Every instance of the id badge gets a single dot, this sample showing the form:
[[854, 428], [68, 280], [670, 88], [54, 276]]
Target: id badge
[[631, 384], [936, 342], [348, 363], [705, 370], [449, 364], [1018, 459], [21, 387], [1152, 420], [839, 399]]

════════════════

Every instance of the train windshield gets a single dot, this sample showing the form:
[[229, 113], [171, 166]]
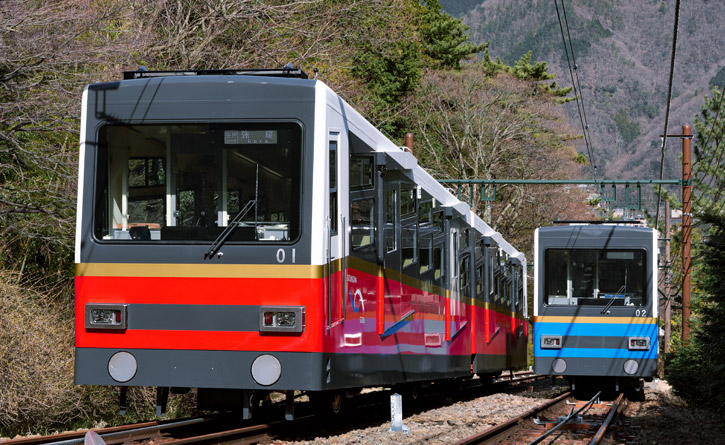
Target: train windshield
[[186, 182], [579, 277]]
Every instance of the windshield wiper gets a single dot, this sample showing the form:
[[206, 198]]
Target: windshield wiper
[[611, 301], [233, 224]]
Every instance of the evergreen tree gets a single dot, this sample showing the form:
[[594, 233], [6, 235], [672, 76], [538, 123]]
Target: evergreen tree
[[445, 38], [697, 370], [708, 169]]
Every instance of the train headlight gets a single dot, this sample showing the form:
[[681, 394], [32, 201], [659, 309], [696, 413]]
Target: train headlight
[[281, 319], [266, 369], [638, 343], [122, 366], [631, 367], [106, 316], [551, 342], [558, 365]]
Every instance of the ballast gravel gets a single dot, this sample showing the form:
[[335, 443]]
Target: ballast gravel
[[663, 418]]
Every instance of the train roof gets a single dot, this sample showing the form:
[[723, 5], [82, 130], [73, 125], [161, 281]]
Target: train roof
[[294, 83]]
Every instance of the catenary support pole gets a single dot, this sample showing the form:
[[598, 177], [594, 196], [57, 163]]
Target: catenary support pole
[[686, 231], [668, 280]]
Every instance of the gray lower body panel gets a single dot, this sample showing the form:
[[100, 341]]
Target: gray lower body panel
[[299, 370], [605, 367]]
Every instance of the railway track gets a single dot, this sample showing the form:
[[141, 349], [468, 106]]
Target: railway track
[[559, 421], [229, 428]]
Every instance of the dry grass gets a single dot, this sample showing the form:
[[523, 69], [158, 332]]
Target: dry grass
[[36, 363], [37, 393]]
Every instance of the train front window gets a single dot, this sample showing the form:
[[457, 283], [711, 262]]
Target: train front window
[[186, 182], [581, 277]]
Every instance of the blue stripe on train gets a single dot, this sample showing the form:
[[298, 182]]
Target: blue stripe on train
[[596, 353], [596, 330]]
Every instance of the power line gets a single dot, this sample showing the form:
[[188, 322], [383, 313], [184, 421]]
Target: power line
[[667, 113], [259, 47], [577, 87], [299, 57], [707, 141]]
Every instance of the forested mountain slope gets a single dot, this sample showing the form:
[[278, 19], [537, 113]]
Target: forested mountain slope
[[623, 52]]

════════════════

### Request
Take the stretch of entries that opens with the line containing "Every instance of the train windshield" and closes with the line containing "[[299, 370], [605, 367]]", and write those lines out again with "single dot" swapped for "lone point" and nothing else altered. Leave the pictures out of your answer.

### Written solution
Every instance of the train windshield gets a lone point, this sample showing the form:
[[229, 113], [171, 166]]
Target: train windshield
[[186, 182], [579, 277]]
Every instance of the windshield wiper gets a lone point, this sample showing the form:
[[206, 198]]
Target: windshield wiper
[[611, 301], [233, 224]]
Every instance of the evergreen tree gets a lone point, this sample showing the form:
[[594, 233], [6, 235], [672, 76], [538, 123]]
Target: evergreen tree
[[445, 38], [697, 370], [708, 169]]
Every instance of the train headlight gets a lone point, this sample showing the form:
[[681, 394], [32, 201], [659, 309], [696, 413]]
Target: train headlight
[[281, 319], [266, 369], [638, 343], [122, 366], [631, 367], [106, 316], [551, 342], [558, 365]]
Every instance of the ballast gravel gets a lone point, this sample showing the form:
[[335, 443]]
Target: ballast gravel
[[663, 418]]
Every instance of the train roof gets a lone point, this sample showing the form:
[[723, 5], [82, 130], [73, 125], [161, 281]]
Target: train roof
[[294, 83]]
Every instance of the catenary support pole gets a lone point, this sample showing the form:
[[598, 177], [594, 196], [57, 163]]
Target: catenary support pole
[[686, 231], [668, 280]]
Every instance of the gray lower body panel gets a lone point, this sample showing the form:
[[100, 341]]
Target: gray lower body panel
[[299, 370], [605, 367]]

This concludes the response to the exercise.